[Entries from a dataset]

>> Start

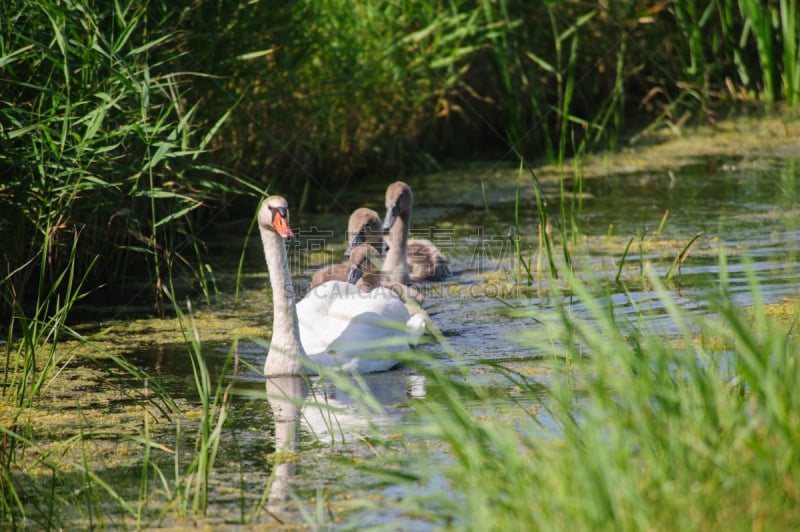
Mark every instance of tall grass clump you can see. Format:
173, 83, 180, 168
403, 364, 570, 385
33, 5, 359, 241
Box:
398, 258, 800, 530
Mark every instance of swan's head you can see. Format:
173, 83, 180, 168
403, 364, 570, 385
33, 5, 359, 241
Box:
258, 196, 294, 240
347, 244, 381, 284
344, 207, 389, 257
383, 181, 414, 229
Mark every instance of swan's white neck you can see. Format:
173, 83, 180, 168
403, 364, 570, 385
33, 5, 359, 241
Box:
383, 207, 411, 284
261, 228, 306, 377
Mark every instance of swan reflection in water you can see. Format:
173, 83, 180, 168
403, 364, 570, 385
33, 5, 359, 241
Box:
266, 370, 425, 514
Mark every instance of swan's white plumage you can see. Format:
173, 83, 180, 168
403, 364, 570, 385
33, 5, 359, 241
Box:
258, 196, 424, 376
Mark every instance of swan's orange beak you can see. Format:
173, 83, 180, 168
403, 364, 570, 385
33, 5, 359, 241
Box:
272, 211, 294, 240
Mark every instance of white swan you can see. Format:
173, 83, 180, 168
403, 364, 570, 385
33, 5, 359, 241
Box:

>> End

Written instruction: Gather every line in the entries above that contains the word "swan".

Written response:
Mark every instance of swan's head you can see. Format:
Mark every instance of swan's white neck you can see. Format:
Mark every instance of swan reflection in water you can see. Format:
Mark every instance of swan's white plumage you can see. Format:
Mark every instance of swan's orange beak you can see. Format:
Mark every instance of white swan you can see. Format:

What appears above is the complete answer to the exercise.